• _Task details_: Produce an exact copy of the lines from the line that contains "Query: red spreader hopper" to the end of the listing below.
(Supplied material Opens)
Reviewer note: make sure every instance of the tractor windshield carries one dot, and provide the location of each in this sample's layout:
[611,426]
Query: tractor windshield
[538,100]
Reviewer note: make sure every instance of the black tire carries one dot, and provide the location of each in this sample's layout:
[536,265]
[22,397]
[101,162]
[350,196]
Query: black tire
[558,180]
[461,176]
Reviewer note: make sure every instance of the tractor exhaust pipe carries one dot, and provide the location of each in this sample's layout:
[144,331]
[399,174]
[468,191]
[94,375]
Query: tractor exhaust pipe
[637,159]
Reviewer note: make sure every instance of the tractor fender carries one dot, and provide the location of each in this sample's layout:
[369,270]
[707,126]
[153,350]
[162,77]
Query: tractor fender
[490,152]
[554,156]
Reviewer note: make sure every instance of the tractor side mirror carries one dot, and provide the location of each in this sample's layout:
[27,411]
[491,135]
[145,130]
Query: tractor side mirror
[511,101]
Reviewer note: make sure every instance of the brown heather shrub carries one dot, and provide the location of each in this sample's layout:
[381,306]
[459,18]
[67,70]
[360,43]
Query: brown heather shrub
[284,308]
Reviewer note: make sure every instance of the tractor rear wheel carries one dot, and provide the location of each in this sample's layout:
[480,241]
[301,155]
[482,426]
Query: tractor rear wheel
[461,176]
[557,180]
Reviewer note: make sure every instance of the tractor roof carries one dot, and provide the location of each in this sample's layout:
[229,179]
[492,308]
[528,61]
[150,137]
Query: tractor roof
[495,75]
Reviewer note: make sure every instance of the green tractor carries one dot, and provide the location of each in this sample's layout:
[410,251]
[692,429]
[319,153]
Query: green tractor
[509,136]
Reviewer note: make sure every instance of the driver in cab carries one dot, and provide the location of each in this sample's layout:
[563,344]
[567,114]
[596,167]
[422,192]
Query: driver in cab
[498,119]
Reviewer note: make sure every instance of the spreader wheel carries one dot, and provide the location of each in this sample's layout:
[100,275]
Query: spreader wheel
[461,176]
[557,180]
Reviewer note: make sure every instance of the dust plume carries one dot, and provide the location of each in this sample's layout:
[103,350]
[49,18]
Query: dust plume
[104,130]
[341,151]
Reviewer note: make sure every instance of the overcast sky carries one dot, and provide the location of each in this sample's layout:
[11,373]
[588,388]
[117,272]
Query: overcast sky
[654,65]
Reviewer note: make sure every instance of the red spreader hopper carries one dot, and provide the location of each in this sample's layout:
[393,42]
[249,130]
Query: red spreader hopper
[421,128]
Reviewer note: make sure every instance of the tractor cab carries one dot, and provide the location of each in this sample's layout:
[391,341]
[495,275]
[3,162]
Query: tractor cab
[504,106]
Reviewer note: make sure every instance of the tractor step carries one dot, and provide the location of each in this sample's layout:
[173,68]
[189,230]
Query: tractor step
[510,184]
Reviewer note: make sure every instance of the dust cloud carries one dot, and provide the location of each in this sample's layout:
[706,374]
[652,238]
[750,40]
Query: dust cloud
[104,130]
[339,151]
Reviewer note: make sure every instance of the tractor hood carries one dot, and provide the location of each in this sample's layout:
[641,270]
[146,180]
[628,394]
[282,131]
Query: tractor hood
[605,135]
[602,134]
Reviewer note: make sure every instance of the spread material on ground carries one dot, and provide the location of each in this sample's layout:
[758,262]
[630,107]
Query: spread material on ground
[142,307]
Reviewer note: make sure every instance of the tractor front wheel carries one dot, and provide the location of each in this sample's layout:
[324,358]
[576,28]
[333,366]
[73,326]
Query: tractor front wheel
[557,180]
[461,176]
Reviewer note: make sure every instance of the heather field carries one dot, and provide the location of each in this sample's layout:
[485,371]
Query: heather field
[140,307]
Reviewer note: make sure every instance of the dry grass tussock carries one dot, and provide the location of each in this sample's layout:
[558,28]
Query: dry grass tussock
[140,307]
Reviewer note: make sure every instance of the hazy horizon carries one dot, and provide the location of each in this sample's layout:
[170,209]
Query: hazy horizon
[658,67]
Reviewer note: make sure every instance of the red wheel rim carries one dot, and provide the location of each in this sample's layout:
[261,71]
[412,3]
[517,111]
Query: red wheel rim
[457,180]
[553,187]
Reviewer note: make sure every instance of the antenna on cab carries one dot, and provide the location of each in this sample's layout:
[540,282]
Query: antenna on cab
(Supplied material Closes)
• _Exercise output_:
Query: red spreader hopper
[421,128]
Reviewer note: make sure every instance of the tractor cab carries one dot, and provide the location of each in this sample's layout:
[391,341]
[495,275]
[3,162]
Query: tractor cab
[504,106]
Reviewer note: make sure every instance of the tractor step carries one dot, and provide the location of each in this sample's layout:
[173,68]
[189,230]
Query: tractor step
[510,184]
Reviewer note: make sure every instance of the dust cloud carries one dot, and provide the location of each in this sample's layout:
[706,374]
[652,238]
[750,40]
Query: dust cloud
[104,130]
[339,151]
Reviewer note: make sure every instance of the tractor hood carries one dot, and provide the location of each in this sample's layout:
[641,270]
[146,180]
[628,394]
[282,131]
Query: tractor hood
[605,135]
[602,134]
Reviewer note: make sure every instance of the spread material on ground carries one dot, and provide the location of each in this sample's layout:
[758,262]
[630,107]
Query: spread material on ground
[142,307]
Reviewer note: make sure every instance of the tractor front wheel carries one dot, and provide the location of each in this sample's layout:
[324,358]
[576,28]
[333,366]
[73,326]
Query: tractor front wheel
[557,180]
[461,176]
Reviewer note: make sure every instance of the heather field carries one dot, and provide the location of each in this sample's layout:
[485,371]
Query: heather field
[140,307]
Reviewer note: make sure every instance of the dry grass tussock carries one dot, and provide the location of each in this sample's layout:
[558,28]
Query: dry grass tussock
[140,307]
Reviewer note: make sure every instance of the hazy horizon carries one dot, and provide the location of each in this sample's layout:
[170,209]
Query: hazy horizon
[658,67]
Reviewer note: make sure every instance of the red wheel rim carries one dot, and provide the location of each in this sample's layout:
[261,71]
[412,3]
[517,111]
Query: red wheel rim
[457,180]
[553,187]
Reviewer note: make sure every instance of the antenna on cab carries one dot, and provide the location of each in this sample's layout:
[540,282]
Query: antenna on cab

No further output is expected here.